> **Data entries**
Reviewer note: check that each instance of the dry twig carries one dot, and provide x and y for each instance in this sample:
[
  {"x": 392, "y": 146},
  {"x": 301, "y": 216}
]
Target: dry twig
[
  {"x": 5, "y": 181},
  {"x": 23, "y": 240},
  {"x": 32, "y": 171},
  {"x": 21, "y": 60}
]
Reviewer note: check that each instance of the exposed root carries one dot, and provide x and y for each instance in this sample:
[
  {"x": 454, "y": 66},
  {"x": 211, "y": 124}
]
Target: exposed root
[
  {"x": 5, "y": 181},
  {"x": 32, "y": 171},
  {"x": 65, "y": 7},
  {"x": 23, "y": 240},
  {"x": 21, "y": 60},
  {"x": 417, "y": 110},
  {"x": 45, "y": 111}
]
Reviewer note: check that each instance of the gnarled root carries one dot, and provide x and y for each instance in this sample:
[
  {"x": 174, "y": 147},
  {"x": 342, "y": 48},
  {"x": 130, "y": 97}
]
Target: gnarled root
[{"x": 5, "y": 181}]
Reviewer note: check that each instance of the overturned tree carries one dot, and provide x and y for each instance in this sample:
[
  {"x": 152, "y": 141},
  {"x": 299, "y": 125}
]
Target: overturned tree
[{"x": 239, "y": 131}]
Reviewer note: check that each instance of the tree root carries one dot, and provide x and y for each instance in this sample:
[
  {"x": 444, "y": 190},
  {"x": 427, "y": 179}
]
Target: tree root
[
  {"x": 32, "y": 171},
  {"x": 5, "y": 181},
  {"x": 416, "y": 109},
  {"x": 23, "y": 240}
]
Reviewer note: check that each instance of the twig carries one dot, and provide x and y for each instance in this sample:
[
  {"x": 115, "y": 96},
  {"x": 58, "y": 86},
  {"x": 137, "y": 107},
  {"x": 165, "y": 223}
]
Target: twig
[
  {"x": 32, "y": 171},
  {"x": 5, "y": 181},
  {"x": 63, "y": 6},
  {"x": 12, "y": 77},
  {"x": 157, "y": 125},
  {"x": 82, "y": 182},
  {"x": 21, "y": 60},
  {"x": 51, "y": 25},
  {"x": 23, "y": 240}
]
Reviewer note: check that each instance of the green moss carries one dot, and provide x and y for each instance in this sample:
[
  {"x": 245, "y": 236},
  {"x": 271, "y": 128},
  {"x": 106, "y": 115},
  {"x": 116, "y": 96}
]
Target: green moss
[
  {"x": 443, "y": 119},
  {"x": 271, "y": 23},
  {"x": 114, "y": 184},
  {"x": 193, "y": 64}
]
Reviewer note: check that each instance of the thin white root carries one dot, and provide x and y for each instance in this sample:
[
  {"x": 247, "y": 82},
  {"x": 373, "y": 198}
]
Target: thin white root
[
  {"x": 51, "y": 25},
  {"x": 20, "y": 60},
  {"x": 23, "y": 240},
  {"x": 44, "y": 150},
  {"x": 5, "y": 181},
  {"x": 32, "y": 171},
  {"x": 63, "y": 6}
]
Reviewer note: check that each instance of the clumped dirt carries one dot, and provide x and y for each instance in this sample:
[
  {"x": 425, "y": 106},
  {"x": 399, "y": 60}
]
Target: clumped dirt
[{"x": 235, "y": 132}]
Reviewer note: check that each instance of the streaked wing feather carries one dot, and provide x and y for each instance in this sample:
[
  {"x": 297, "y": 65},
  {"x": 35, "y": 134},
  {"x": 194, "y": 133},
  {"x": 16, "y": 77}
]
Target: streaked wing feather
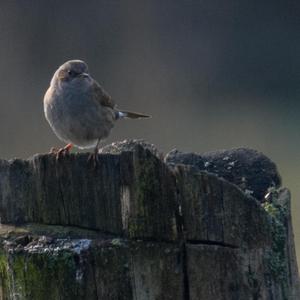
[{"x": 101, "y": 96}]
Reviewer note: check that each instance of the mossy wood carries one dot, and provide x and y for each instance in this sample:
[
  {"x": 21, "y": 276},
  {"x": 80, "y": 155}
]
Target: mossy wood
[{"x": 137, "y": 227}]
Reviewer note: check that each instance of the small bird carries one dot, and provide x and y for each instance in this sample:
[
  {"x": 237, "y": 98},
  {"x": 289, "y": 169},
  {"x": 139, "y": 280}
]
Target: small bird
[{"x": 78, "y": 109}]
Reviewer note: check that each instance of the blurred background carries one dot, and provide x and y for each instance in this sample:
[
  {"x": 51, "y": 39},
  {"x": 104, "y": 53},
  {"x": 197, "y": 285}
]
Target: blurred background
[{"x": 213, "y": 74}]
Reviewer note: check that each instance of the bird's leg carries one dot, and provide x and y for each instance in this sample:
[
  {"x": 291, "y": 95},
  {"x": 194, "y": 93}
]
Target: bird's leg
[
  {"x": 62, "y": 151},
  {"x": 94, "y": 155}
]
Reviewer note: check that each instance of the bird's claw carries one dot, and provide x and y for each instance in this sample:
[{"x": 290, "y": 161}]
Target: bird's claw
[
  {"x": 94, "y": 159},
  {"x": 62, "y": 152}
]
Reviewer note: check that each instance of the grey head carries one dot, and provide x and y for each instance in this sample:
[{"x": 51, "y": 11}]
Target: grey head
[{"x": 71, "y": 73}]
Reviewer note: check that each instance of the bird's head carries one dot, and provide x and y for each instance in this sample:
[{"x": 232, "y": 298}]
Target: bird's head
[{"x": 73, "y": 73}]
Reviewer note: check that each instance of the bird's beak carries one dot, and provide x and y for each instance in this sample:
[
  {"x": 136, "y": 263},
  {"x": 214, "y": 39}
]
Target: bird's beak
[{"x": 84, "y": 75}]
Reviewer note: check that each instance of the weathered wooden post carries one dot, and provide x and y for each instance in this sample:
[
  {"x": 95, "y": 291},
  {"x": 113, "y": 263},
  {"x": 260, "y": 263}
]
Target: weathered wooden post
[{"x": 143, "y": 227}]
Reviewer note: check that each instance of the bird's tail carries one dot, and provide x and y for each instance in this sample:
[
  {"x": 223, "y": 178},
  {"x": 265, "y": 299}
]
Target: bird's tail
[{"x": 130, "y": 115}]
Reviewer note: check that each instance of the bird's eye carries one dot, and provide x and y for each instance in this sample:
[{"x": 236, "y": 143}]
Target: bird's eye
[{"x": 72, "y": 73}]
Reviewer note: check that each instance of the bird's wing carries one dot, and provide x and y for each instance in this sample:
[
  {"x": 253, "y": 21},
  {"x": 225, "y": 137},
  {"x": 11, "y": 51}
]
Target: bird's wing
[{"x": 101, "y": 96}]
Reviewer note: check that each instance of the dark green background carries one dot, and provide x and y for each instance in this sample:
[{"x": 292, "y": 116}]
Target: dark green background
[{"x": 214, "y": 74}]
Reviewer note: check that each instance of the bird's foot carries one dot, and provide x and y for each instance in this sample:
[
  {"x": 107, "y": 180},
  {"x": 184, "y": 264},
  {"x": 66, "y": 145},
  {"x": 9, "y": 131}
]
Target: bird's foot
[
  {"x": 62, "y": 152},
  {"x": 94, "y": 158}
]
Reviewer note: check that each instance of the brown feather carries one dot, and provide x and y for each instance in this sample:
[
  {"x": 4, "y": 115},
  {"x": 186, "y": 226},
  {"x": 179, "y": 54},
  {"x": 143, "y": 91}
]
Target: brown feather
[{"x": 101, "y": 96}]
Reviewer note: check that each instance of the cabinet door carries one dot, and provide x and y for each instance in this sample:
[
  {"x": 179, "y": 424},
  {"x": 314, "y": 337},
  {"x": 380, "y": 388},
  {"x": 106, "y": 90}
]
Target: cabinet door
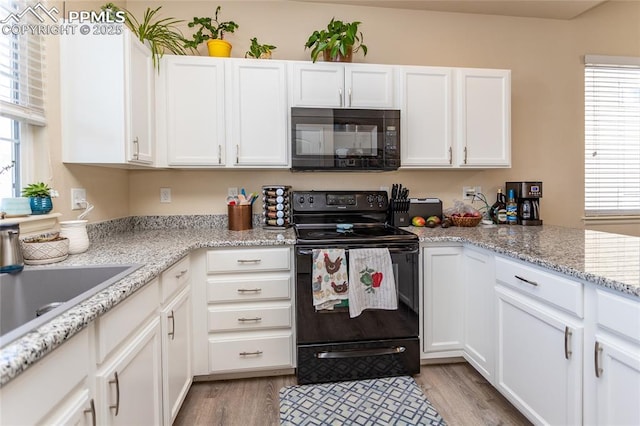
[
  {"x": 426, "y": 116},
  {"x": 195, "y": 111},
  {"x": 479, "y": 324},
  {"x": 176, "y": 324},
  {"x": 539, "y": 360},
  {"x": 129, "y": 386},
  {"x": 368, "y": 86},
  {"x": 443, "y": 299},
  {"x": 318, "y": 85},
  {"x": 483, "y": 120},
  {"x": 141, "y": 103},
  {"x": 257, "y": 91},
  {"x": 618, "y": 382}
]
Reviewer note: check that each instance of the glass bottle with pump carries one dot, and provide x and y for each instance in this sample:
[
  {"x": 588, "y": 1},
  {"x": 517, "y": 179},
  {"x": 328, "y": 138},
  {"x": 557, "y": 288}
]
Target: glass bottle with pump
[
  {"x": 512, "y": 209},
  {"x": 498, "y": 212}
]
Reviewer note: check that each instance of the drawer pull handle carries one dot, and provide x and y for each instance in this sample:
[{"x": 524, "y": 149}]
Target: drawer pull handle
[
  {"x": 567, "y": 336},
  {"x": 256, "y": 353},
  {"x": 117, "y": 383},
  {"x": 597, "y": 350},
  {"x": 92, "y": 410},
  {"x": 533, "y": 283},
  {"x": 249, "y": 290},
  {"x": 256, "y": 319},
  {"x": 172, "y": 333}
]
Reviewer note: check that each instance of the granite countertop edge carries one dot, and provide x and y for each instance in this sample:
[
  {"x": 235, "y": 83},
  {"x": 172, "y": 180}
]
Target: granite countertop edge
[{"x": 19, "y": 355}]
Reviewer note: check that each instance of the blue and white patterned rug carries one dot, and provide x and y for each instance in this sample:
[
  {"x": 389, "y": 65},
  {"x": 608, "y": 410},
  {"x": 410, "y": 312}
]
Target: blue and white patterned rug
[{"x": 387, "y": 401}]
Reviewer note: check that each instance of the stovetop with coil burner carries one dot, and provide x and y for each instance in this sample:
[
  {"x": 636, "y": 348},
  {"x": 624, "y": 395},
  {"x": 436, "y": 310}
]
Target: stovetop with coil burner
[{"x": 333, "y": 217}]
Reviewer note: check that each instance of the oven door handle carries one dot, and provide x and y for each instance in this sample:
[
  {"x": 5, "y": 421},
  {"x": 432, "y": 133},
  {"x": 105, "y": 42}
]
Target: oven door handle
[
  {"x": 393, "y": 250},
  {"x": 354, "y": 353}
]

> **Task prompt**
Quote, without any change, each line from the one that contains "Reviewer note: check that each instance of the blue" through the end of the material.

> **Output of the exercise**
Reviewer note: check that each instance of the blue and white patterned rug carries one dot, and provide x and y for each instance in this sample:
[
  {"x": 389, "y": 65},
  {"x": 608, "y": 410},
  {"x": 410, "y": 312}
]
Target: blue and white patterned rug
[{"x": 387, "y": 401}]
Reviewer note: check that each instance of the stovetop with coil burner carries one dot, and provide x and y for each instance in this sample:
[
  {"x": 636, "y": 348},
  {"x": 624, "y": 395},
  {"x": 436, "y": 310}
]
Target: stovetop with coil burner
[{"x": 333, "y": 217}]
Reviewer note: check that each instance of the oven door handle carries one dot, and provide x and y for each instance in this sample:
[
  {"x": 5, "y": 421},
  {"x": 432, "y": 133},
  {"x": 105, "y": 42}
]
Target: oven door handle
[
  {"x": 393, "y": 250},
  {"x": 354, "y": 353}
]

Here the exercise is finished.